- WORK INSTRUCTIONS
Transcribe only what runs from the line including "Please place a point on the cherry" through the last line of the entries, exactly as it appears.

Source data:
+ + +

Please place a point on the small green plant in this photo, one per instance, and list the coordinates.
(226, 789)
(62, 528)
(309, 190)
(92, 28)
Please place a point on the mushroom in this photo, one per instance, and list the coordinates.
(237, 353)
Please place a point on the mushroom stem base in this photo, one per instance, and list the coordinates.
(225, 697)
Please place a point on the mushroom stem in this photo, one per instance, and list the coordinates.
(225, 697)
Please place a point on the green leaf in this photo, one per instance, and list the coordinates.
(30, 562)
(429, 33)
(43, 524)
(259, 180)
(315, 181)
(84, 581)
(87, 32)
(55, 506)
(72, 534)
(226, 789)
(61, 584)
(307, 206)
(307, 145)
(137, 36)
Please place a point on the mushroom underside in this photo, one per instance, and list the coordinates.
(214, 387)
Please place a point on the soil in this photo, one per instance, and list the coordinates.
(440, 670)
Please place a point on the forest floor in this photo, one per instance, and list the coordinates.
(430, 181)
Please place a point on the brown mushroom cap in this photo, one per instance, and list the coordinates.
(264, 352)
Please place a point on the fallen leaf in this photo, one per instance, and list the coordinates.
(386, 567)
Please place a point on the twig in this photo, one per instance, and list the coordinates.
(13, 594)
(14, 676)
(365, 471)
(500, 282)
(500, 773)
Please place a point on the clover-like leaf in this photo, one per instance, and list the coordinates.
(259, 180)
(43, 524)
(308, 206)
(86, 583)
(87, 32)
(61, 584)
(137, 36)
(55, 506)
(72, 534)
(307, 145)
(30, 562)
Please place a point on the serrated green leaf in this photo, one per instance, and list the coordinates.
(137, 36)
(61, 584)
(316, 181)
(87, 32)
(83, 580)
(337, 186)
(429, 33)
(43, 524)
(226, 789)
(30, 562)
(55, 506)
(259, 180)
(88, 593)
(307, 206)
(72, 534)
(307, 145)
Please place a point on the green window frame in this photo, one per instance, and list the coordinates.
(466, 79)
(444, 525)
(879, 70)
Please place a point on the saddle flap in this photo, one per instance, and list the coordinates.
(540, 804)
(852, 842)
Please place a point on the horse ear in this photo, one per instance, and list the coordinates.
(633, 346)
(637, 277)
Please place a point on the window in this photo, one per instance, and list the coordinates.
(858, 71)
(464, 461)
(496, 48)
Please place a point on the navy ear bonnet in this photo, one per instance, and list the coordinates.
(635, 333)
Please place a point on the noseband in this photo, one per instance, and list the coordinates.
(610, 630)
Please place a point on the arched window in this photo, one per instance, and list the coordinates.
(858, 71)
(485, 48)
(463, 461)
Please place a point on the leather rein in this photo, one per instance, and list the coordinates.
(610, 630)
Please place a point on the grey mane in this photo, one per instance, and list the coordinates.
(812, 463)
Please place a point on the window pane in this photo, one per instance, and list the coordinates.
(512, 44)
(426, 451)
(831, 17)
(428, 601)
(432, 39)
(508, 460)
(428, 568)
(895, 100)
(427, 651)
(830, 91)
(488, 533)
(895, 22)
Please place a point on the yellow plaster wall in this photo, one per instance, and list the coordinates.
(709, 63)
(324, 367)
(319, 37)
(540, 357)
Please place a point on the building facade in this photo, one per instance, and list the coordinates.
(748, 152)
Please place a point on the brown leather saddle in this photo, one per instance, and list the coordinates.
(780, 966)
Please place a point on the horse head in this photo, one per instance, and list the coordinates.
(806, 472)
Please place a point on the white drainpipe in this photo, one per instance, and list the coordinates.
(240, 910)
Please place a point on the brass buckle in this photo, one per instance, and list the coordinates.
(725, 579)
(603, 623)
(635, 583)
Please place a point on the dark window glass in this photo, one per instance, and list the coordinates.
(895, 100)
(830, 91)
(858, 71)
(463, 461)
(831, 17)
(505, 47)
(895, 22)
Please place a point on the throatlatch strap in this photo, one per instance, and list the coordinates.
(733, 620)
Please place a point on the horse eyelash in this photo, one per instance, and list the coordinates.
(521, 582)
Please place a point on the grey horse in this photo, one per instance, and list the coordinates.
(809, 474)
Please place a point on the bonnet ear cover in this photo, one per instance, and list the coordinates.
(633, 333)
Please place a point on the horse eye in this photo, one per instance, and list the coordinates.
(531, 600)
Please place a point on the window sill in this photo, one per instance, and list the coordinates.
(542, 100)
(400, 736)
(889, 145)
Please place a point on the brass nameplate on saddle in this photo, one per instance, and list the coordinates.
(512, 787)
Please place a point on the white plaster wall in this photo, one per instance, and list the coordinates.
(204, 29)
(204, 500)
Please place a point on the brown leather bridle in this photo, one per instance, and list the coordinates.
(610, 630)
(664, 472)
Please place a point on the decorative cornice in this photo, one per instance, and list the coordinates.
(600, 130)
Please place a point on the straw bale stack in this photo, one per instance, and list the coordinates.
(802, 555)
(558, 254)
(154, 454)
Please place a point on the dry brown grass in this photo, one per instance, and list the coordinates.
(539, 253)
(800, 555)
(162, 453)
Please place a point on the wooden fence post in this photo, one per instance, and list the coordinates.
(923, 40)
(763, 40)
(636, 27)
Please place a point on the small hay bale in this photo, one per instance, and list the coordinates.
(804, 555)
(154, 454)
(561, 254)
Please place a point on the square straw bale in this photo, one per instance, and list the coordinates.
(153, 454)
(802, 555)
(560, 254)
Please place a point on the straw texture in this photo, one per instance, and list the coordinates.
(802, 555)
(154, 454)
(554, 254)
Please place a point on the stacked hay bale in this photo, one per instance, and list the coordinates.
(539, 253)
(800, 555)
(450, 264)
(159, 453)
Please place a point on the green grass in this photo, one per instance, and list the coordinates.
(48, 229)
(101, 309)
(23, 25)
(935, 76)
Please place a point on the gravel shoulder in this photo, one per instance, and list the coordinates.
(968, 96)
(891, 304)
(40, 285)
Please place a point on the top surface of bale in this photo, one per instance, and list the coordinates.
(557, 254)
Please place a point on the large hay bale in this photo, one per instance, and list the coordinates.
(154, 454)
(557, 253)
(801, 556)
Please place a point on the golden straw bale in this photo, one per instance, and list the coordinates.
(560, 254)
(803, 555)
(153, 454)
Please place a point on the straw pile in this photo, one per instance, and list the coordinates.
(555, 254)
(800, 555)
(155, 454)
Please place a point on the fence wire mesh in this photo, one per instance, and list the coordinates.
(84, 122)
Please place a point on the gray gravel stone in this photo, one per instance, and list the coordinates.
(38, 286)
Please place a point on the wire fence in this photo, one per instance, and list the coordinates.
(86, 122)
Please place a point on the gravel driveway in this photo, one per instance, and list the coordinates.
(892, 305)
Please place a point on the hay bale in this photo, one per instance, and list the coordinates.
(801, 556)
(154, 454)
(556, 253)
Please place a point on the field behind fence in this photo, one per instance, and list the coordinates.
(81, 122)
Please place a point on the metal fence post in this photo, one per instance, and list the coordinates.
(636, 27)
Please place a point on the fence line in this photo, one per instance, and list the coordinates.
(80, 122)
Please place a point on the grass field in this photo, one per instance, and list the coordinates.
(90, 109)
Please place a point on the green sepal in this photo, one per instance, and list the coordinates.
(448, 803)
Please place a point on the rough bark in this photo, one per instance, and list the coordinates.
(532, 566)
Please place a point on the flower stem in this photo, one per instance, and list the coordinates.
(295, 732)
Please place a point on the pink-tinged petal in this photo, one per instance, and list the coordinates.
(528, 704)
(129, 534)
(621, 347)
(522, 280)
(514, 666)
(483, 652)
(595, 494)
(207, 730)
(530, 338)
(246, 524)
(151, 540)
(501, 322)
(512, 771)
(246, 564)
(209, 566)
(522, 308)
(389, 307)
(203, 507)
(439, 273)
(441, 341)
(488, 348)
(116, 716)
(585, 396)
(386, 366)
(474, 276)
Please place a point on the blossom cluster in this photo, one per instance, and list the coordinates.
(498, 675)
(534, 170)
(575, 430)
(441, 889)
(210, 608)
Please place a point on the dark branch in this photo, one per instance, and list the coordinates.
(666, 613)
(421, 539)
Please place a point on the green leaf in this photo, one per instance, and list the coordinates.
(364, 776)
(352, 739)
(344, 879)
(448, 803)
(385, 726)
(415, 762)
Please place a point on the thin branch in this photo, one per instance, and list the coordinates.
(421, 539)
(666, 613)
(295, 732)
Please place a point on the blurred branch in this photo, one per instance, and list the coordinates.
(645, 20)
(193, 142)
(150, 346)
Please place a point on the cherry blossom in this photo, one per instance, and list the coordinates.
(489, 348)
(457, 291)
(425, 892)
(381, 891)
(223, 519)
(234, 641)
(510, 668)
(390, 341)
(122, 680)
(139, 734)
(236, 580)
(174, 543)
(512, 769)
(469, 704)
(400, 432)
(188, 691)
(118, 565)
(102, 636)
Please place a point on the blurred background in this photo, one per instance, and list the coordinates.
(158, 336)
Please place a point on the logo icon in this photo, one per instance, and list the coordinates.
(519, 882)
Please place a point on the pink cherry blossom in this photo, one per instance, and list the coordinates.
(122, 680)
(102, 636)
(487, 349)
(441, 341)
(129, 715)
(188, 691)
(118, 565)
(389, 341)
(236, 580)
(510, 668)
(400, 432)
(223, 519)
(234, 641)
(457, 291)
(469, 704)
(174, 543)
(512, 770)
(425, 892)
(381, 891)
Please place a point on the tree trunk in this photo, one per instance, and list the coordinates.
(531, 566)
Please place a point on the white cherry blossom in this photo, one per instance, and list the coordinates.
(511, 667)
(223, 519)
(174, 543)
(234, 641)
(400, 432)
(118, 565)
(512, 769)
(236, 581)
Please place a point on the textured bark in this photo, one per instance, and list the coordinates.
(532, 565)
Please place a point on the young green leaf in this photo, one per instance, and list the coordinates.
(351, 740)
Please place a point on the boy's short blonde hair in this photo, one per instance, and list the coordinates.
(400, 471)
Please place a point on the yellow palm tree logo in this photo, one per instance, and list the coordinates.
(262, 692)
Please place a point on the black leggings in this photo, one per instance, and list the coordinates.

+ + +

- RESULT OF THIS EXERCISE
Please place a point on the cherry blossom in this photo, one per instance, and list the coordinates.
(489, 348)
(457, 291)
(425, 892)
(381, 891)
(223, 519)
(234, 641)
(510, 668)
(390, 341)
(122, 680)
(139, 734)
(236, 580)
(174, 543)
(512, 769)
(469, 704)
(400, 432)
(188, 691)
(118, 565)
(102, 636)
Please place a point on the blurred background in this photo, one per instance, and list the coordinates.
(158, 336)
Please place a point on the logo icon in this photo, one per instance, and list the coordinates.
(519, 882)
Please place a point on the pink cherry blossom in this photo, one per instance, and list the coordinates.
(122, 680)
(102, 636)
(487, 349)
(441, 341)
(129, 715)
(188, 691)
(118, 565)
(389, 341)
(236, 580)
(510, 668)
(400, 432)
(223, 519)
(234, 641)
(457, 291)
(469, 704)
(174, 543)
(512, 770)
(425, 892)
(381, 891)
Please place a point on the tree trunk in this photo, one per instance, and list the coordinates.
(531, 566)
Please place a point on the white cherry blossom in this photo, one per instance, and list the coordinates.
(511, 667)
(223, 519)
(174, 543)
(234, 641)
(400, 432)
(118, 565)
(512, 769)
(236, 581)
Please place a point on the textured bark in this photo, one per instance, and list the coordinates.
(532, 565)
Please place a point on the young green leaf in this photo, one per instance, and list the coordinates.
(351, 740)
Please place a point on the boy's short blonde hair in this photo, one per instance, and list the coordinates.
(400, 471)
Please place a point on the yellow palm tree logo in this photo, one per instance, and list the coordinates.
(262, 692)
Please place a point on the black leggings in this photo, one per instance, and list the coordinates.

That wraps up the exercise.